## ACTIVITY 1
Sum up the graveyard passage in two sentences.
## ACTIVITY 2
Reproduce the graveyard passage word for word, from "I have a confession." up to and including "how they lived.".

I have a confession. I’m drawn to graveyards. Which is just as well because there are no less than
two in the lane where I live and sometimes – just sometimes – I take a detour walk around one of them with the dogs.
I don’t know why, but they hold a certain morbid fascination for me. In particular, the very old gravestones. The inscriptions can tell so much about someone’s death, but also, they make me ponder how they lived.
The nearest one to me is where they bury people that have more recently passed. And by that I don’t mean just strolling by as Sally the lab cross and I do now and again, thankfully.
The other is Stonehouse Old Kirkyard, which is a fabbie – if spooky – place full of real historical significance. Here is where I really like to hang out, trying to decipher some seriously old headstones. My family will tell you I don’t often go out and visit the living, so they’d be amazed if they knew how much time I spend visiting the dead.

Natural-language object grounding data
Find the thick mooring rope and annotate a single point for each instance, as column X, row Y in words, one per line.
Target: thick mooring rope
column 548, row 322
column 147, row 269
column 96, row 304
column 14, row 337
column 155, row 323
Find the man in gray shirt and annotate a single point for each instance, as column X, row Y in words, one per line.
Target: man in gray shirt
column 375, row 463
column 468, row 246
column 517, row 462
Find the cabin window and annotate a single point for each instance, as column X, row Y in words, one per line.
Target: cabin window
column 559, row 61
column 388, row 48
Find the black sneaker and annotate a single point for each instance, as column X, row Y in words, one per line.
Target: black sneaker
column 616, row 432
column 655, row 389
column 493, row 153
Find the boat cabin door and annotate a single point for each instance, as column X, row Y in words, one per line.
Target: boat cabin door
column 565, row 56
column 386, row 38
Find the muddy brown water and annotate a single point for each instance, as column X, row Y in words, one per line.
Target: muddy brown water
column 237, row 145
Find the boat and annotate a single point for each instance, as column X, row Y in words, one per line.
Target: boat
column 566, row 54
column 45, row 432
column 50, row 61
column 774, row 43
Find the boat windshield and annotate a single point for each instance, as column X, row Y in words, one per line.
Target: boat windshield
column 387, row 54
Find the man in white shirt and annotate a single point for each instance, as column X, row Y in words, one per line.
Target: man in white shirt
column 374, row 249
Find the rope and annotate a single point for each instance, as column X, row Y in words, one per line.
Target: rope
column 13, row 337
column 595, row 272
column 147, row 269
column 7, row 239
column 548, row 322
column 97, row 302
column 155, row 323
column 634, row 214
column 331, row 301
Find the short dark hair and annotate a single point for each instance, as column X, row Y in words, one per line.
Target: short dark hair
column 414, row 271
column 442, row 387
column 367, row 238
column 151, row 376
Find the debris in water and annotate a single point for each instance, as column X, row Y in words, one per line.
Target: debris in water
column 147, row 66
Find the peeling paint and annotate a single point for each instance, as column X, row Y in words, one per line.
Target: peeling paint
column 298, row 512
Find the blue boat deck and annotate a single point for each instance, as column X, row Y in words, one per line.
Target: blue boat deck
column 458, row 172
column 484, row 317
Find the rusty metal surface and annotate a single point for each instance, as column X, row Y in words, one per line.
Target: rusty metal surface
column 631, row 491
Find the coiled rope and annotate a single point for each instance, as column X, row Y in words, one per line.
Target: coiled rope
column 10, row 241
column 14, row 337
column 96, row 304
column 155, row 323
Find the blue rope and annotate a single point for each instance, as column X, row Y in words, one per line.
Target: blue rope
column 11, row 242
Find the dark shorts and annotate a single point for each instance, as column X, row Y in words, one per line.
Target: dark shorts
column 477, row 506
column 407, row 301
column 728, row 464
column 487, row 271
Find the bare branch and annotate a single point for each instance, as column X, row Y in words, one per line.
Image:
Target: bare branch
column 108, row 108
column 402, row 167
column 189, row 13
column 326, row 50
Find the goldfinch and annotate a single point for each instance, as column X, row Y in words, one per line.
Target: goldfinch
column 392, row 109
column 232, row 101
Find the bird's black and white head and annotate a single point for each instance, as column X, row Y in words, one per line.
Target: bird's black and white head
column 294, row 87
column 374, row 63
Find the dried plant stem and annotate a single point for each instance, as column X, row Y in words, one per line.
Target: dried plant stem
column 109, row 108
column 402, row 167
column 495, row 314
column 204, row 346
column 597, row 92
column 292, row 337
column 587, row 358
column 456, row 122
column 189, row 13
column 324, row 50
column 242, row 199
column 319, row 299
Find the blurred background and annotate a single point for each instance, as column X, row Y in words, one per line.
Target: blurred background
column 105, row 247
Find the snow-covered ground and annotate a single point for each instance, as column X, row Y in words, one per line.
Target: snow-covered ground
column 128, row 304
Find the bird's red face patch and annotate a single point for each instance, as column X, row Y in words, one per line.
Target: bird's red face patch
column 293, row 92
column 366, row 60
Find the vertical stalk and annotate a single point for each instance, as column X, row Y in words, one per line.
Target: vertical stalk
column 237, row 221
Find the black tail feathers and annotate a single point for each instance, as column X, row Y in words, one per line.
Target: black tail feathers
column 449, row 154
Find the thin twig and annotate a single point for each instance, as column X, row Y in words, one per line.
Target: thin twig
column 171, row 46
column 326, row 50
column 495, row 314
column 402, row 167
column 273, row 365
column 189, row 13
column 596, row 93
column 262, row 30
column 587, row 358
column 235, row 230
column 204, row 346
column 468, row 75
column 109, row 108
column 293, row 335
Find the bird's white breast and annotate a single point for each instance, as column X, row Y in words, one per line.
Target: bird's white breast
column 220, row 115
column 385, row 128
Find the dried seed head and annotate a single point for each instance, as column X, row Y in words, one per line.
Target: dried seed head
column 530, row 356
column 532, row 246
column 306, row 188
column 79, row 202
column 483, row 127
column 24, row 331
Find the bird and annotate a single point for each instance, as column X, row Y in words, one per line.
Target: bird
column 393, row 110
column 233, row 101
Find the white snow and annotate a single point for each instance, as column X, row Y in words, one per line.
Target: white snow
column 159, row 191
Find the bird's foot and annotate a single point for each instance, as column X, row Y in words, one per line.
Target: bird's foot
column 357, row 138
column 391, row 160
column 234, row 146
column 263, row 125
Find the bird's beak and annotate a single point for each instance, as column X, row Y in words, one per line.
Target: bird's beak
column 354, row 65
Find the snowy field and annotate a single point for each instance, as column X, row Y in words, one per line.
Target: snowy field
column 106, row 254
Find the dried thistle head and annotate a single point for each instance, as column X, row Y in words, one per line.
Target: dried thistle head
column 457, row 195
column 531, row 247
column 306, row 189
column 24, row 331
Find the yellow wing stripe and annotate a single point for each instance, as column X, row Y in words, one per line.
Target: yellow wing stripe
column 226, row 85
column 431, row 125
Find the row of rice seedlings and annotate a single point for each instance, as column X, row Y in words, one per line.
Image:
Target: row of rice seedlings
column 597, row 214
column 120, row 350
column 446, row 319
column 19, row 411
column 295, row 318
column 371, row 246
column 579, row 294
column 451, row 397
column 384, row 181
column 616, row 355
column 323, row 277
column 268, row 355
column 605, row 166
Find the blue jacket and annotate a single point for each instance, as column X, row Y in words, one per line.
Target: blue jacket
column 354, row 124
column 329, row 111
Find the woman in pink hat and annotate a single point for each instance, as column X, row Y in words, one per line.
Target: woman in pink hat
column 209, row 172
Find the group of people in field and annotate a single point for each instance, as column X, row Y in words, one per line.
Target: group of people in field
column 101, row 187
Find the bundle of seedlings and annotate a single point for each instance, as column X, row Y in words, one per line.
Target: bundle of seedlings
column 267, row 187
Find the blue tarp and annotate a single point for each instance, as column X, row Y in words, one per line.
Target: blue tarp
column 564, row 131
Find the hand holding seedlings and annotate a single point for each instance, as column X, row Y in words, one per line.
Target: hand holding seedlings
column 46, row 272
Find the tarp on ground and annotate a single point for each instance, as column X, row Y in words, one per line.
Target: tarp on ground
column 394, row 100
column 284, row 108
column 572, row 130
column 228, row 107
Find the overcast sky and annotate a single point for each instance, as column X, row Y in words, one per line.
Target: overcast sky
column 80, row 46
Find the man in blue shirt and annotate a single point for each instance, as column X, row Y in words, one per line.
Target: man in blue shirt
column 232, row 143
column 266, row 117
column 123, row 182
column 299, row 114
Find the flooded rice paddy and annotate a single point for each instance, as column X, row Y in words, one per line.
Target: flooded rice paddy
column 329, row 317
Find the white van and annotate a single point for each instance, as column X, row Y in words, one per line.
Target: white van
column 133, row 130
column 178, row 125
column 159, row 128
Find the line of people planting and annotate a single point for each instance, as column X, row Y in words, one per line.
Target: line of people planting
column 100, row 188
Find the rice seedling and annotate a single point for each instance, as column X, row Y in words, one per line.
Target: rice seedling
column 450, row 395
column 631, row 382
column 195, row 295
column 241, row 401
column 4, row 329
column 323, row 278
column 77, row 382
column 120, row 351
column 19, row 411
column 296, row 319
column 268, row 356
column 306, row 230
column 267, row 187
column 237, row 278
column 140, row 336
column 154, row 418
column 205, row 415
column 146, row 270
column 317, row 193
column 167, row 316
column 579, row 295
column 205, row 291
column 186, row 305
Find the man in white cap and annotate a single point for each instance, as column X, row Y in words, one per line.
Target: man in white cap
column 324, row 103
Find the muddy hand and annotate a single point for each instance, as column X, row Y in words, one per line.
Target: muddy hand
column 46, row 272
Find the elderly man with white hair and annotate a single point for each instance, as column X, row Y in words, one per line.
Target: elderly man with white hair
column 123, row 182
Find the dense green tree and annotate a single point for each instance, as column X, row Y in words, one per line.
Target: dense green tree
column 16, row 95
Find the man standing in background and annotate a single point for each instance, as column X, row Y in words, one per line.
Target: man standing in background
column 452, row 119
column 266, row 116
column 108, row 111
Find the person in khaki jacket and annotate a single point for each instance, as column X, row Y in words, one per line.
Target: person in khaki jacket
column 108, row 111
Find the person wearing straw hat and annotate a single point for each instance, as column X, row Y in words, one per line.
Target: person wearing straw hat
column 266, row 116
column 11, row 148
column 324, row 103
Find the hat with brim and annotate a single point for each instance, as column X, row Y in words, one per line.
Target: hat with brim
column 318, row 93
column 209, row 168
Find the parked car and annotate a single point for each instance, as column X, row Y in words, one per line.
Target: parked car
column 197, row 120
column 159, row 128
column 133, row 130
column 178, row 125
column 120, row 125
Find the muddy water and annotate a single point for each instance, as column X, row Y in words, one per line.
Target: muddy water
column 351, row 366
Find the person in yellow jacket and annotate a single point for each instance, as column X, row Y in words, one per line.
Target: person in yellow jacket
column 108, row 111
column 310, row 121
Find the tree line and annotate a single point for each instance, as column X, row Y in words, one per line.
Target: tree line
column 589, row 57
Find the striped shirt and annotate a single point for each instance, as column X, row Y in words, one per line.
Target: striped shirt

## EXERCISE ANSWER 1
The writer admits to being drawn to graveyards, especially very old gravestones, and lives on a lane with two of them, sometimes taking a detour around one with the dogs. The place the writer most likes to spend time is Stonehouse Old Kirkyard, a spooky but historically significant spot where the writer tries to decipher very old headstones.

## EXERCISE ANSWER 2
I have a confession. I’m drawn to graveyards. Which is just as well because there are no less than
two in the lane where I live and sometimes – just sometimes – I take a detour walk around one of them with the dogs.
I don’t know why, but they hold a certain morbid fascination for me. In particular, the very old gravestones. The inscriptions can tell so much about someone’s death, but also, they make me ponder how they lived.